La fraternidad del sábado santo

La fraternidad del sábado santo

A la escucha de la vida/10

«…Todavía estaba hablando Job, cuando llegó otro y le dijo: “Tus hijos y tus hijas estaban comiendo y bebiendo en casa del hermano mayor. De pronto sopló un fuerte viento del lado del desierto y sacudió las cuatro esquinas de la casa; y ésta se desplomó sobre los jóvenes, que perecieron”. Entonces Job se levantó, rasgó su manto, se rapó la cabeza y, postrado en tierra, dijo: “Desnudo salí del seno de mi madre, desnudo allá retornaré”»

(Job 1, 18-21).

«De noche ha sido devastada. Ar Moab ha sido destruida. De noche ha sido saqueada, Quir Moab ha perecido. Sube la hija de Dibbon a los oteros llorando. Sobre el Nebo y sobre Medba Moab ulula. Todas las cabezas están rapadas, todas las barbas, raídas. En sus calles se han ceñido sayal, sobre sus azoteas y en sus plazas hacen luto y se deshacen en lágrimas, (…) dan gritos desgarrados. ¡Los gritos han rodeado sus fronteras!» (Isaías 15,1-8).

### Entradas proporcionadas
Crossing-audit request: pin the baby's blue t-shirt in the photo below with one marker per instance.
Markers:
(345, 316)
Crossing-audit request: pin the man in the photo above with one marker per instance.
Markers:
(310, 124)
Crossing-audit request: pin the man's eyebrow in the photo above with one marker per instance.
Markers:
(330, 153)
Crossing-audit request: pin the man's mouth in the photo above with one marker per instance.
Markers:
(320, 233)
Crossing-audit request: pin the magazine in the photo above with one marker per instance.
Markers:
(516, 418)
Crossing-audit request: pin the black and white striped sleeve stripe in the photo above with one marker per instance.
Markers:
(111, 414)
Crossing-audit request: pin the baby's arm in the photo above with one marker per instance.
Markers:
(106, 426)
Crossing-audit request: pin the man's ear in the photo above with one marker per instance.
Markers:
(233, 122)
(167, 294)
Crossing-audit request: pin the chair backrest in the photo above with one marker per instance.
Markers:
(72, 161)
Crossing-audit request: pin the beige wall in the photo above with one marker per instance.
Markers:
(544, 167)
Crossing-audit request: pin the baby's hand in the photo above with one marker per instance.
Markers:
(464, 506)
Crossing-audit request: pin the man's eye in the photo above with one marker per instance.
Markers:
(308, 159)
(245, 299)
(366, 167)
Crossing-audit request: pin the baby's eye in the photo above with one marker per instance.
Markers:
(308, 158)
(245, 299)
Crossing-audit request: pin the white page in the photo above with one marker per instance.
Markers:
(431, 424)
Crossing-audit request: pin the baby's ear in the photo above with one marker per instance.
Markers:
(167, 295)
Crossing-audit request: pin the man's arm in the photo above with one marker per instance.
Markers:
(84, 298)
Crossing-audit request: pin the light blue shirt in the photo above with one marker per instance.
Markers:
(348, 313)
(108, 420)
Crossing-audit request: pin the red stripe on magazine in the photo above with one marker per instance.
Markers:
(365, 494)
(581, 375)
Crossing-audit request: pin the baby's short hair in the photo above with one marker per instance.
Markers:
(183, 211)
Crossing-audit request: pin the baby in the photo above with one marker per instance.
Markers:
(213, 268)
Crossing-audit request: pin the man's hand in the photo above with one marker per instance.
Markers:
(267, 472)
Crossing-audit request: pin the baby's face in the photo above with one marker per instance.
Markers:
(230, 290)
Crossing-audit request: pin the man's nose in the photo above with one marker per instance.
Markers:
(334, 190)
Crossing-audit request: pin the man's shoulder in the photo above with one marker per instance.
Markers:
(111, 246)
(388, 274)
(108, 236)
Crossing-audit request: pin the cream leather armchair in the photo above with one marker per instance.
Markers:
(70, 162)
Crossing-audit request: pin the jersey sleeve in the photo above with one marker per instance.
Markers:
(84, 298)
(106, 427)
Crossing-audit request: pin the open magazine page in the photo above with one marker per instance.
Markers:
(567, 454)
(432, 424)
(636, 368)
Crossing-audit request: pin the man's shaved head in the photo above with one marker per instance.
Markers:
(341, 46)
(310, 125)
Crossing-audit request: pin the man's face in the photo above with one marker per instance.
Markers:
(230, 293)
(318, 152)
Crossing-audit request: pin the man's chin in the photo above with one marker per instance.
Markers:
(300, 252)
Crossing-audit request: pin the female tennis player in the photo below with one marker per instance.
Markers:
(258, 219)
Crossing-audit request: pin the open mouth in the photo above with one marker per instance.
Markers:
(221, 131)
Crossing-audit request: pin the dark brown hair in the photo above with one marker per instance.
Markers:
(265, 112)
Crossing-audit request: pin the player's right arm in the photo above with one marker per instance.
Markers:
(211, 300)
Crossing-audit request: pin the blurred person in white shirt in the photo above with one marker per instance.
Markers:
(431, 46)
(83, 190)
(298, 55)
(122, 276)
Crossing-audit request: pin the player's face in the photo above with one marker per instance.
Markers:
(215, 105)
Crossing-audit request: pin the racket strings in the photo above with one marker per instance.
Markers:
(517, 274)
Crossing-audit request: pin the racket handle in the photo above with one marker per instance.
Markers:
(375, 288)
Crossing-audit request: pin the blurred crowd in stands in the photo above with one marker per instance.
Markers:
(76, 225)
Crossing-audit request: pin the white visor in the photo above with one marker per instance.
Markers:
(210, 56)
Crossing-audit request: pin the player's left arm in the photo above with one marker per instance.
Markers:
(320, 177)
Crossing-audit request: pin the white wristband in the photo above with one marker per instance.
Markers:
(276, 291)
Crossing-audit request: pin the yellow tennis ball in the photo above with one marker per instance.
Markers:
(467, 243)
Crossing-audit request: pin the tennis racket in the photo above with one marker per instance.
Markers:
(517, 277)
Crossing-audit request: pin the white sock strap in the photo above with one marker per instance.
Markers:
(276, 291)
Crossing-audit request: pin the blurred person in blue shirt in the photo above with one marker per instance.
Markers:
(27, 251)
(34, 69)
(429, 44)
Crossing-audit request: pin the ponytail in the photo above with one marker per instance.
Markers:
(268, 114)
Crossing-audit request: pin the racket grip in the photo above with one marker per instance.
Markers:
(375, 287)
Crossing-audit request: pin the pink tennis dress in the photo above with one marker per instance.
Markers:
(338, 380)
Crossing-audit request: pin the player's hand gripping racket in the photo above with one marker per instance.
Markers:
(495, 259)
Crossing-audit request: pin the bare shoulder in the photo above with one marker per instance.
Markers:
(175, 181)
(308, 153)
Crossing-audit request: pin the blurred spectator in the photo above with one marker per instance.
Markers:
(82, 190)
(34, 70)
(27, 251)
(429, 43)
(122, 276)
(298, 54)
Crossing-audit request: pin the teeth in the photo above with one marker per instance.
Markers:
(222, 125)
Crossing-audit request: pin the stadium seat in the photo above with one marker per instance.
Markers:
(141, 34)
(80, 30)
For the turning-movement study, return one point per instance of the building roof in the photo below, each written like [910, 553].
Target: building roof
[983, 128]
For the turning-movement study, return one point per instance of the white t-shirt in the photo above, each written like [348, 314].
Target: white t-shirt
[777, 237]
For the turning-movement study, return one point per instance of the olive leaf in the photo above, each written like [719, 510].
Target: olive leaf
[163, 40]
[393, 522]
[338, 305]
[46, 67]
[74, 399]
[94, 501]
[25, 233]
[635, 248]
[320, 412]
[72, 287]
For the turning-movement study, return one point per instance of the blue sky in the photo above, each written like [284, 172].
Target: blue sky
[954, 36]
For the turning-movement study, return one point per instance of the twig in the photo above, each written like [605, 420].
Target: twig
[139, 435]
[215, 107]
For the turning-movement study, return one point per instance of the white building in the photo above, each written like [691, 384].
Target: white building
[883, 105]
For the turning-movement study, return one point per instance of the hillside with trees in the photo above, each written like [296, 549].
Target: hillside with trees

### Tareas
**a)** Por favor, resume en dos oraciones el texto sobre la fraternidad del sábado santo.
**b)** Prolonga el texto sobre la fraternidad del sábado santo a partir de su última oración.
Las entradas no hacen falta.

### Respuestas por tarea
**a)** El texto sobre la fraternidad del sábado santo cita primero el libro de Job: un mensajero le anuncia que sus hijos y sus hijas murieron cuando un fuerte viento derrumbó la casa del hermano mayor, y Job rasga su manto, se rapa la cabeza y, postrado en tierra, dice que desnudo salió del seno de su madre y desnudo allá retornará. Después cita a Isaías sobre Moab, devastada y saqueada de noche, donde todas las cabezas están rapadas, la gente hace luto y se deshace en lágrimas, y los gritos rodean sus fronteras.

**b)**
Llegamos, en un momento trágico para nosotros, al ciclo de los oráculos y las lamentaciones de Isaías por las ciudades y las naciones devastadas de Babilonia, Asur, Moab, Damasco, Egipto y Etiopía. No hay un tiempo-kairós más apropiado que éste. Estos oráculos y lamentaciones son más grandes que su tiempo y que sus autores y por eso pueden darnos palabras grandes y extremas para llorar hoy por nuestras ciudades de Amatrice, Arquata y Accumuli (afectadas por el terremoto que a fines de agosto ha azotado el centro de Italia, NdT), por nuestra Siria y por tantas ciudades y naciones donde las palabras del profeta siguen convirtiéndose en sangre y en carne, siguen encarnándose.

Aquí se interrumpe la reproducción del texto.